_DATASET RECORDS_
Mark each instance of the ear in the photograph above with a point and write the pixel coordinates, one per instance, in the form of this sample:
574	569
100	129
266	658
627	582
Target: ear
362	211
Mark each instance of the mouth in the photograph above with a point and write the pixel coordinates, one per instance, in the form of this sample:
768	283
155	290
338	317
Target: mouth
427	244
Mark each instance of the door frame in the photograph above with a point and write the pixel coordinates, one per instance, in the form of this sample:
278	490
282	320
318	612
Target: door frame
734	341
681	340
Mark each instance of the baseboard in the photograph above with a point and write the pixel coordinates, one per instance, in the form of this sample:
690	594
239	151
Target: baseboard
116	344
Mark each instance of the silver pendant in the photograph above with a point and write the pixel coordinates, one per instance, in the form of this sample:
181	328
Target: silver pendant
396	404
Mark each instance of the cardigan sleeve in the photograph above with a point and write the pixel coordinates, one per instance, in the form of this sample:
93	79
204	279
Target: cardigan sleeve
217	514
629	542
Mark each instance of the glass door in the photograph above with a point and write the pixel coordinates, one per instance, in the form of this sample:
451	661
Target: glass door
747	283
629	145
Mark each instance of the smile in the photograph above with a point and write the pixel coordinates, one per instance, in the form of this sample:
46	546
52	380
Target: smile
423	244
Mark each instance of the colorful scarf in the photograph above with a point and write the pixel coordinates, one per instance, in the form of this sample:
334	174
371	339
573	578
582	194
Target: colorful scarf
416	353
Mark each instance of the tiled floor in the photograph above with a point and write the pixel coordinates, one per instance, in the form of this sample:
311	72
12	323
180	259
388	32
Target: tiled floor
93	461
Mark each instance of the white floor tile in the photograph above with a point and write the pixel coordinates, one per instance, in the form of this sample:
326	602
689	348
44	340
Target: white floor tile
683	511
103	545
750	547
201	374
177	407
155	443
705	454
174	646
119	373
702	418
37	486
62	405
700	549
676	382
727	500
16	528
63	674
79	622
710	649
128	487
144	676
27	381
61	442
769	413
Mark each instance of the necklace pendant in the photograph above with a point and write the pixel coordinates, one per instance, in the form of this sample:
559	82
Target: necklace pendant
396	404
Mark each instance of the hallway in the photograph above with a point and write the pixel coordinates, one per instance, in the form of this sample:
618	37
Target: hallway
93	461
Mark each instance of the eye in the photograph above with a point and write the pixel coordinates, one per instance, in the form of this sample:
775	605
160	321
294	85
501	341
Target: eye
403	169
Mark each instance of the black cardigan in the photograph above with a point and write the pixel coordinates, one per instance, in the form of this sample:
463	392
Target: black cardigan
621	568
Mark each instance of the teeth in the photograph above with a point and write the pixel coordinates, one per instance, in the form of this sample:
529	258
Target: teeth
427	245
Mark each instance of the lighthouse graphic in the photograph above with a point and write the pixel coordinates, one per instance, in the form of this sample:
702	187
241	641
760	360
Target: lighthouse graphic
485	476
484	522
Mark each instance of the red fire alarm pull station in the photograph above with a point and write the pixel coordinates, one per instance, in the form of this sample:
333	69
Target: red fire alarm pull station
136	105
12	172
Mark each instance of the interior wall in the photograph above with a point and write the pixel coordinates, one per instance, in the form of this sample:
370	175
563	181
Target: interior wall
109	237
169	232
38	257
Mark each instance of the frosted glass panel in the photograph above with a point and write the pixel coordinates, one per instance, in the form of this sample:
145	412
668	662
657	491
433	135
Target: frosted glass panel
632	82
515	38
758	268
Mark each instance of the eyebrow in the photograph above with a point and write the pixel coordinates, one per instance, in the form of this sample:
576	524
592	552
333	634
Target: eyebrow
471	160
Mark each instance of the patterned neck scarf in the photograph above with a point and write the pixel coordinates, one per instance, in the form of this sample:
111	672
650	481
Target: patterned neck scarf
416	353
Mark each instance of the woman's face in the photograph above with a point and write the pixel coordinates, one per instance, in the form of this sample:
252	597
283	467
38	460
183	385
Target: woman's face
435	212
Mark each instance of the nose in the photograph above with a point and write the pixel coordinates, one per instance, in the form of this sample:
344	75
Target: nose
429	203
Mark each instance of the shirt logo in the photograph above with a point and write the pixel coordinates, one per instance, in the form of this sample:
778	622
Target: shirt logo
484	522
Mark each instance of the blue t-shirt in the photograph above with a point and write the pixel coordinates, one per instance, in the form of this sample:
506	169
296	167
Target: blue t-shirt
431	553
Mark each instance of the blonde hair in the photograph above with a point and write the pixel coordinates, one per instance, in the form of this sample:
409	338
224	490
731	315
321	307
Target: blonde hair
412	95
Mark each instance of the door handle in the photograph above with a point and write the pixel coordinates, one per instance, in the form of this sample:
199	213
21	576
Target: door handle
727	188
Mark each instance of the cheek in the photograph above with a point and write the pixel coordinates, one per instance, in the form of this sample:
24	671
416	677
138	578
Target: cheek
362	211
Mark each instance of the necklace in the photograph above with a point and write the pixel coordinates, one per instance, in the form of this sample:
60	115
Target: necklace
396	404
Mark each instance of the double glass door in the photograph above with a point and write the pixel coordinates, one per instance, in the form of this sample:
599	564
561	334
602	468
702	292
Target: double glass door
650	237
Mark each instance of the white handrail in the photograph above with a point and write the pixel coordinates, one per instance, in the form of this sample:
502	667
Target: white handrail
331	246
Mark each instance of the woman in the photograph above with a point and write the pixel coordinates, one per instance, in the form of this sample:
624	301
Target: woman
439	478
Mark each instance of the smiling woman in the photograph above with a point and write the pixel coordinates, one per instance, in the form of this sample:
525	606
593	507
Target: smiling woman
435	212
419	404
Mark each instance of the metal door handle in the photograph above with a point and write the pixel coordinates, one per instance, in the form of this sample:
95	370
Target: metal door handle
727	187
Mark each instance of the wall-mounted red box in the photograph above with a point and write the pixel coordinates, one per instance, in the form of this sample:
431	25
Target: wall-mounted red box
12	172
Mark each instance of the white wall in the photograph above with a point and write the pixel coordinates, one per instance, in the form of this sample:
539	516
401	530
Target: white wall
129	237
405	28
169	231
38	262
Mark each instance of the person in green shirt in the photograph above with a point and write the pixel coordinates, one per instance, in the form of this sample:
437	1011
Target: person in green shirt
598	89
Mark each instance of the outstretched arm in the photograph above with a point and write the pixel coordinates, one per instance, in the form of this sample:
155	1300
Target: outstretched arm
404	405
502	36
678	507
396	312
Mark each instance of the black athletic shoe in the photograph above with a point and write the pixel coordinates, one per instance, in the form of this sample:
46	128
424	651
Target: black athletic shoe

_WHAT THE EXERCISE ASKS_
Repeat exactly the lines from the line containing "Mark each instance of the white handrail" through the end of the listing above; both boundary lines are part of the output.

_EXPECTED ANSWER_
Mark each instance of the white handrail in the photograph above with a point and write the pixel coordinates, one per instance, in the form of this sample:
502	667
Target: white handrail
331	246
Mark each instance of the woman in the photograph above with a point and write the pixel coordinates, one per instance, in the form of this sample:
624	301
Target: woman
439	478
Mark each instance of the smiling woman in the photograph above with a point and write the pixel coordinates, one per instance, in the form of this sample:
525	606
593	507
Target: smiling woman
435	212
419	404
Mark each instance of the metal door handle in the photograph above with a point and write the pixel coordinates, one per instance, in the form of this sample:
95	370
Target: metal door handle
727	187
Mark each instance of the wall-mounted red box in the photograph above with a point and write the pixel coordinates, one per instance, in the form of this sample:
431	25
Target: wall-mounted red box
12	172
Mark each instance of the white wall in the photograph above with a point and write the pixel coordinates, one per instance, in the form of this sample:
539	516
401	530
Target: white wall
129	237
405	28
169	231
38	262
Mark each instance of the person in green shirt in the photograph above with a point and write the pixel coordinates, one per instance, in the form of this sample:
437	1011
Target: person in green shirt
598	89
Mark each instance of the outstretched arm in the photograph above with a point and write the pixel coordinates, one per instance, in the form of this sample:
155	1300
Target: outstretched arm
404	405
502	36
678	507
396	312
Mark each instance of the black athletic shoe in the photograph above with a point and write the pixel coordinates, one per instance, in the form of this sample:
46	128
424	651
Target: black athletic shoe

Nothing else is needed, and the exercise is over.